[Set problem]: From the thread below about loose versus lose, copy word for word everything from "# Loose and" down to "I was younger).".
━━ Text
# Loose and lose



## mike_bailey (May 7, 2002)

Am I the only person left in the world that knows the difference between these two words? Perhaps everybody else is using them correctly and I'm just loosing my mind (too many lose women when I was younger).


----------



## vlastan (May 6, 2002)

I am totally lost now! :lol:

Have you got any loosen coins in your lose trousers? :roll: :wink:


----------



## mike_bailey (May 7, 2002)

Hey Nick, what brings you back to the grumpy club? Thought we'd loost you a long while ago


----------



## saint (Dec 6, 2002)

Is that World though?


----------



## mike_bailey (May 7, 2002)

saint said:


> Is that World though?


Not in my world it 'aint :lol:


----------



## vernan (May 27, 2002)

mike_bailey said:


> saint said:
> 
> 
> > Is that World though?
> ...


"ain't"


----------



## mike_bailey (May 7, 2002)

vernan said:


> mike_bailey said:
> 
> 
> > saint said:
> ...


It'snt is'it?
━━━━
━━ Data
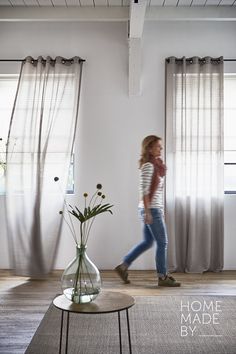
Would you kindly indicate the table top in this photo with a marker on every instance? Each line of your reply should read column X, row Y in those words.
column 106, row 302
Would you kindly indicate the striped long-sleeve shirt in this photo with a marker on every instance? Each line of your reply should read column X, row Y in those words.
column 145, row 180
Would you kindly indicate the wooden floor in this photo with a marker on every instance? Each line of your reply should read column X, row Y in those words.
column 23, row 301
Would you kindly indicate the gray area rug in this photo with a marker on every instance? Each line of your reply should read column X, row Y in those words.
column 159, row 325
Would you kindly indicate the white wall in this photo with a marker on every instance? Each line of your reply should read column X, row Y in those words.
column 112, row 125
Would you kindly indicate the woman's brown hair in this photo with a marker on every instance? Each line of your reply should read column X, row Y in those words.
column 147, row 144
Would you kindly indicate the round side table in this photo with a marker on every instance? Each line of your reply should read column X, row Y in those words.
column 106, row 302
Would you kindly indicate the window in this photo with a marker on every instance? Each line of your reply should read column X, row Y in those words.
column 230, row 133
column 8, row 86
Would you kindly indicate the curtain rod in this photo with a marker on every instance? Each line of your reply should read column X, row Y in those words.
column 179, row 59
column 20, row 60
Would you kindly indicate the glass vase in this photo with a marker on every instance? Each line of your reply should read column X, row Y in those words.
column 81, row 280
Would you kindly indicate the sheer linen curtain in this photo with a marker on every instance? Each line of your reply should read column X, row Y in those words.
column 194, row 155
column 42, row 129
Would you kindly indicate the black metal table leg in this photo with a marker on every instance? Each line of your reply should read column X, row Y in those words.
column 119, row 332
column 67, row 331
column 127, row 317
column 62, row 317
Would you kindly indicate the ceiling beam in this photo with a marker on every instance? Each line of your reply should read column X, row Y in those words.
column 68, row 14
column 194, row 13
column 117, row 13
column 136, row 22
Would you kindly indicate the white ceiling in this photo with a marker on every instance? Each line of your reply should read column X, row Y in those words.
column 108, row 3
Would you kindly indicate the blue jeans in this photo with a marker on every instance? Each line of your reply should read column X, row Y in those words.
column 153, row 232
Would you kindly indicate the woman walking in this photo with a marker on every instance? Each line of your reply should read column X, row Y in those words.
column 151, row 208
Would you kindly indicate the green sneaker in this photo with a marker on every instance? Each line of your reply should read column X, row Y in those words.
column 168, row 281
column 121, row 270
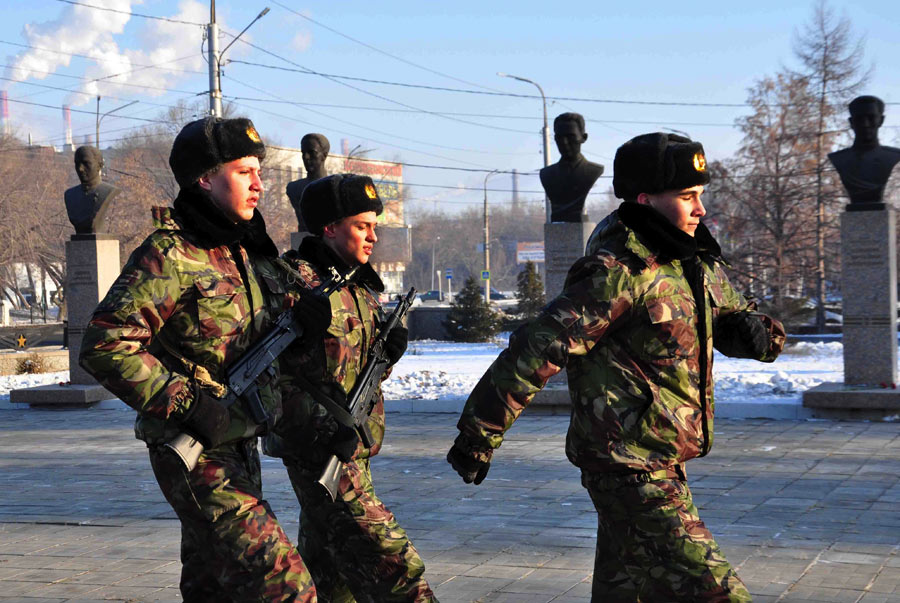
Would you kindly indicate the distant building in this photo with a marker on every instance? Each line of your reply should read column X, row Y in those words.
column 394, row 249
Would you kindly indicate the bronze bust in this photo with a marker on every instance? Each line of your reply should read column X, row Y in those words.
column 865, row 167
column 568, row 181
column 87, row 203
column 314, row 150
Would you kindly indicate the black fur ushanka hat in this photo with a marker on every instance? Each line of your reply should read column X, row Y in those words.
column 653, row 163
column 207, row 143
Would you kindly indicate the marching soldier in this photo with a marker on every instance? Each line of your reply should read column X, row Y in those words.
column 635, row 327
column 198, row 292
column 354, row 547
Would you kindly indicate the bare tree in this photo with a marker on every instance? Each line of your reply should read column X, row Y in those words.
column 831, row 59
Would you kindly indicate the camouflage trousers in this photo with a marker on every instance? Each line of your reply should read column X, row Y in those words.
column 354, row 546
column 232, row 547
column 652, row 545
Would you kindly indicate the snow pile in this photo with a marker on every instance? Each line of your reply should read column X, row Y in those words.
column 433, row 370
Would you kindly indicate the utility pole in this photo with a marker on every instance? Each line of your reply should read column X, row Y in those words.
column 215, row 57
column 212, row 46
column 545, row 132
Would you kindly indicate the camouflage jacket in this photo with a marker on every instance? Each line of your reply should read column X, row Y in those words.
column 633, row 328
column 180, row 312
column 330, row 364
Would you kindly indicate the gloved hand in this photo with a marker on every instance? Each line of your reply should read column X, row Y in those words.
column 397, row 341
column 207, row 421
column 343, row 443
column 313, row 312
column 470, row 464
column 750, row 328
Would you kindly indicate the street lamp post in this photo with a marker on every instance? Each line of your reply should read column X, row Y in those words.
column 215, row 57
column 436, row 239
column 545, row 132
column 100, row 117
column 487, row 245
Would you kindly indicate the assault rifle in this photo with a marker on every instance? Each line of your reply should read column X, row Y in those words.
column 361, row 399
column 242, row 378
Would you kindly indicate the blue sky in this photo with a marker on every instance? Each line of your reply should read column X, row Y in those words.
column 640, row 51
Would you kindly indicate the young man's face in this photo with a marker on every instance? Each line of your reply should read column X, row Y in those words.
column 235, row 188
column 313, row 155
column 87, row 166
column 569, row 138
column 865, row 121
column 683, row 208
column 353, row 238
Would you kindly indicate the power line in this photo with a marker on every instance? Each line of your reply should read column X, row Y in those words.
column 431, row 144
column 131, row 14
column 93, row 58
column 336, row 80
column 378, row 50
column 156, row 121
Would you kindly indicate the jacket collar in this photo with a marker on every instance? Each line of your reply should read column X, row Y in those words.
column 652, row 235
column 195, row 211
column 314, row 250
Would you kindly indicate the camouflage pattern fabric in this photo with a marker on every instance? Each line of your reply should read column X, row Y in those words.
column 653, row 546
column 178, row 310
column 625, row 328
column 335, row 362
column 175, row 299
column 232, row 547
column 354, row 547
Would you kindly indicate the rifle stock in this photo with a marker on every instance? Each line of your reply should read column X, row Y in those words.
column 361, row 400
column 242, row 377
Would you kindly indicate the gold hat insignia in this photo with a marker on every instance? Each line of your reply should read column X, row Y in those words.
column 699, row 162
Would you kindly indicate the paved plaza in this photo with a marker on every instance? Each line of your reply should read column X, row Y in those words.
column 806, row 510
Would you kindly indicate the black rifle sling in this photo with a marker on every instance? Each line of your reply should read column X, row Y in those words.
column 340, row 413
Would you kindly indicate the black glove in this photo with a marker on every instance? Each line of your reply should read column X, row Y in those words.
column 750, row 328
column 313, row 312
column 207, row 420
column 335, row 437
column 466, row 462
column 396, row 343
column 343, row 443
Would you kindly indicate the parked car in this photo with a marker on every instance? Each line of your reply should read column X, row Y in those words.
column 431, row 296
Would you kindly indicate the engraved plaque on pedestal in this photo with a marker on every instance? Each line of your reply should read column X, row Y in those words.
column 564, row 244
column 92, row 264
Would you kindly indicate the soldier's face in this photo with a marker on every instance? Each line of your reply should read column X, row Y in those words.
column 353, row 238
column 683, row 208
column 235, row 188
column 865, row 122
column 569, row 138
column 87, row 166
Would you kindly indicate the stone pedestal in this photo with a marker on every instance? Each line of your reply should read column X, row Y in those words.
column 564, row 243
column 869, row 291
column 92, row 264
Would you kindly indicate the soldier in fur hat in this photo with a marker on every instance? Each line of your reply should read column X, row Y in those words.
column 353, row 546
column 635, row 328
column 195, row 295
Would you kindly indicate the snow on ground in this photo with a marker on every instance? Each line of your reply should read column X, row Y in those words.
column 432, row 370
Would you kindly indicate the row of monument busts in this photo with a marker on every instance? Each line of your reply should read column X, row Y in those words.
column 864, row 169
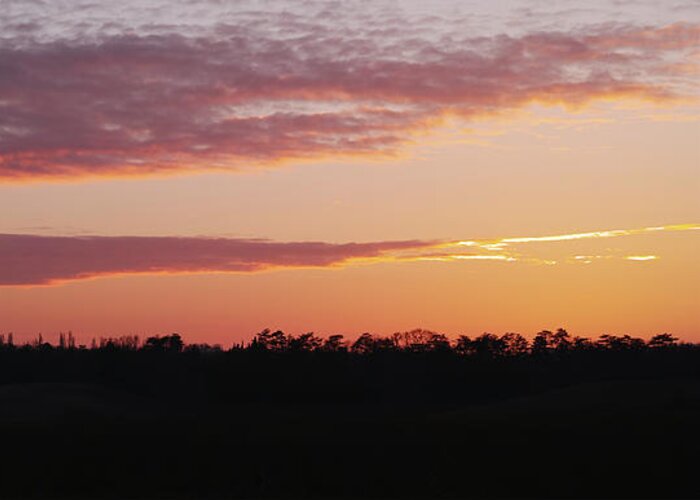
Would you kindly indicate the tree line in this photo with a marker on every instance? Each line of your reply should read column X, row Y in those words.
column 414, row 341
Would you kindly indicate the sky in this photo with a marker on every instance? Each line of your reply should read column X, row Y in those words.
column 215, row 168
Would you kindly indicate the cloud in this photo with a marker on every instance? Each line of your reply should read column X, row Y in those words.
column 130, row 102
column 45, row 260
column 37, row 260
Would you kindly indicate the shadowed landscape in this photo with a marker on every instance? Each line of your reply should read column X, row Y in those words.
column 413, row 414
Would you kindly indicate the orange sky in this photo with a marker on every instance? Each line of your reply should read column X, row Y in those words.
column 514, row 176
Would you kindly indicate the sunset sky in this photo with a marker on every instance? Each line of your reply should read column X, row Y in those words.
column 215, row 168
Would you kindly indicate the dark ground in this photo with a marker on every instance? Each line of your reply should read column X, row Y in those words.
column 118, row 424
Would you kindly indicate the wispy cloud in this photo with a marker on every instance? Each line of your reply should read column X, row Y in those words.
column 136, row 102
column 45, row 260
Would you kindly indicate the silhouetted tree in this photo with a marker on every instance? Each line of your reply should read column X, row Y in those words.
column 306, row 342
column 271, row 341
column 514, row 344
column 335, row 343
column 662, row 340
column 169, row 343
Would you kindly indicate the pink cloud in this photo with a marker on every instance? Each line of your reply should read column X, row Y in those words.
━━━━
[Solved exercise]:
# Loose and lose



## mike_bailey (May 7, 2002)

Am I the only person left in the world that knows the difference between these two words? Perhaps everybody else is using them correctly and I'm just loosing my mind (too many lose women when I was younger).